= WHAT YOU ARE ASKED TO DO =
Filter the material below, keeping only the lines that contain the string "Return". The match is case-sensitive.

= DATA FOR THIS EXERCISE =

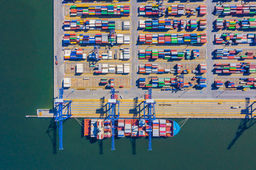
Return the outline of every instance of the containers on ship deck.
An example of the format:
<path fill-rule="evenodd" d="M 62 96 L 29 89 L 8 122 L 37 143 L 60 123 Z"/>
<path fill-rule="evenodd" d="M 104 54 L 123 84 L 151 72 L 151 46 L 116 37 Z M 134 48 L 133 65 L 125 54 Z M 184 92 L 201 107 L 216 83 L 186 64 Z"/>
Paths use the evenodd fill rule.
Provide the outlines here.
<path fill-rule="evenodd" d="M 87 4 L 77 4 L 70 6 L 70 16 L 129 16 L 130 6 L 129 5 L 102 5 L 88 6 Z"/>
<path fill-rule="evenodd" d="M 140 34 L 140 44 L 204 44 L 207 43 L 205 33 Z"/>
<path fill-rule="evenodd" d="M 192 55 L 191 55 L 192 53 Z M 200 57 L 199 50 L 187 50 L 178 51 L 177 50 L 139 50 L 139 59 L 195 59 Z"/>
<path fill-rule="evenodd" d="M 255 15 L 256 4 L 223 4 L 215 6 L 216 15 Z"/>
...
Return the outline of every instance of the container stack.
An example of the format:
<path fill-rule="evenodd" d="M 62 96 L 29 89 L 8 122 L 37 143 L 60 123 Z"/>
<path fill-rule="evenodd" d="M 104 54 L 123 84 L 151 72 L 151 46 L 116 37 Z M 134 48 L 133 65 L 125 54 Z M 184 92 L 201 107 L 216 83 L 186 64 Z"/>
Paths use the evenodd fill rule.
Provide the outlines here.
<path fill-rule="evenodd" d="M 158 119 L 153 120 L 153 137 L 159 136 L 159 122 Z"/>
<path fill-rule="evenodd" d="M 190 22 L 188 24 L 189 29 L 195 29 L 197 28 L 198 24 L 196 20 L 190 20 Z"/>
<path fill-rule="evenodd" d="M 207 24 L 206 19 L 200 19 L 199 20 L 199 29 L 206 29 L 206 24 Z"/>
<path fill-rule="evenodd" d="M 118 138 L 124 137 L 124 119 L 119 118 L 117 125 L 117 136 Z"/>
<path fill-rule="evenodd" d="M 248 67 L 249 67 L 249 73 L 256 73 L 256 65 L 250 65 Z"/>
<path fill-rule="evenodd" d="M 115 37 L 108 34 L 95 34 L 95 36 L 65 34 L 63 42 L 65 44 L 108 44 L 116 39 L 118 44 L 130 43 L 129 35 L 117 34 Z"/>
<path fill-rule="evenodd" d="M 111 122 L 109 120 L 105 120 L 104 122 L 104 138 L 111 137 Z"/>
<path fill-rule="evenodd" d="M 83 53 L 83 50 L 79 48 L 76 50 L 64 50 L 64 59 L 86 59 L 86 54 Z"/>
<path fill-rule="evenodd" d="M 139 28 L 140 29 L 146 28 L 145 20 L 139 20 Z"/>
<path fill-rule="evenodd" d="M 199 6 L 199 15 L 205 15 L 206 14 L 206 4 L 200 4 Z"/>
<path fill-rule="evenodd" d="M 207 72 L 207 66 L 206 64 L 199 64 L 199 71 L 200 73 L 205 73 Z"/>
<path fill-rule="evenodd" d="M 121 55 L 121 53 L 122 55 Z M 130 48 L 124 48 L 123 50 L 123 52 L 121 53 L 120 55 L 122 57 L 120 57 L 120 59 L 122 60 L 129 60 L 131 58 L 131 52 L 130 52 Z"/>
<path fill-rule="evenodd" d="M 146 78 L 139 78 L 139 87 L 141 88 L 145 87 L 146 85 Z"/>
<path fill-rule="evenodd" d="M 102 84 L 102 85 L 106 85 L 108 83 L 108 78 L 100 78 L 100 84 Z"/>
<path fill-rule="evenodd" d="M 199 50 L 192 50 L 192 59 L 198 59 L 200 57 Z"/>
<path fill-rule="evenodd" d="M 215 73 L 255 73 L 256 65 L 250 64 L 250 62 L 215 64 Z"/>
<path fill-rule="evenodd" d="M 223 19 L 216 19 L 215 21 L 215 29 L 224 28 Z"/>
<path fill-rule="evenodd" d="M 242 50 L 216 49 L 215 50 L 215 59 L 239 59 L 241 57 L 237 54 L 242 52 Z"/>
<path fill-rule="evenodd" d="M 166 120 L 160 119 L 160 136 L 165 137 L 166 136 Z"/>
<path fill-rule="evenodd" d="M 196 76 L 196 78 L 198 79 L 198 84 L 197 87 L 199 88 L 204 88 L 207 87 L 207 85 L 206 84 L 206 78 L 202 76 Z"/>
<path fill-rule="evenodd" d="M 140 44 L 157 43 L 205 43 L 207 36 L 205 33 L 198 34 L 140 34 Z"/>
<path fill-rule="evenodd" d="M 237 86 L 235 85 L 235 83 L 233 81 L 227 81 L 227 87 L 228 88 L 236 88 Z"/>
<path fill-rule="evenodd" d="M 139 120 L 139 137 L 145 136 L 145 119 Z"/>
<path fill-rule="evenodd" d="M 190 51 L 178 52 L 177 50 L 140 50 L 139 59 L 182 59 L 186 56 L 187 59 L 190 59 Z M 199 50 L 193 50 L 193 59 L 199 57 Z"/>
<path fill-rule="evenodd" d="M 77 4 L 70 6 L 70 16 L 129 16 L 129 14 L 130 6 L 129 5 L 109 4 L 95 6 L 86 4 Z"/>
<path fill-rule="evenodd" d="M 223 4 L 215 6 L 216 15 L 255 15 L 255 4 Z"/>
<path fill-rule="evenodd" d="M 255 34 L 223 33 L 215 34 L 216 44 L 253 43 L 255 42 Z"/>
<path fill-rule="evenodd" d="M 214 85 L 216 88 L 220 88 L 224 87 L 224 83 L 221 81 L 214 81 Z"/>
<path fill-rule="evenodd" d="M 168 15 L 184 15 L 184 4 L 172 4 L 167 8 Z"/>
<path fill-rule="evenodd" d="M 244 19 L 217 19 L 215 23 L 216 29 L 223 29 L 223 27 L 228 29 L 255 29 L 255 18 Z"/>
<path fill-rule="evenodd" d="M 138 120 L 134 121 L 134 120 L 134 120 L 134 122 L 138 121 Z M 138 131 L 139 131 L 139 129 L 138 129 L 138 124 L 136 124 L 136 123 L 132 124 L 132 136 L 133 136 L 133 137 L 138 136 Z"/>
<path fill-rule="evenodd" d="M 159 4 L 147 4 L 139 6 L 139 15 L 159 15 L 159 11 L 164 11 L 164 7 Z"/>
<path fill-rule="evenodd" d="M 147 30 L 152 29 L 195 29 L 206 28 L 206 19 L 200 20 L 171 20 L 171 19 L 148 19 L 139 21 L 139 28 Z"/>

= TASK ANSWER =
Return the outline of every instance of the containers on ship deck.
Return the outline of every instance of the container stack.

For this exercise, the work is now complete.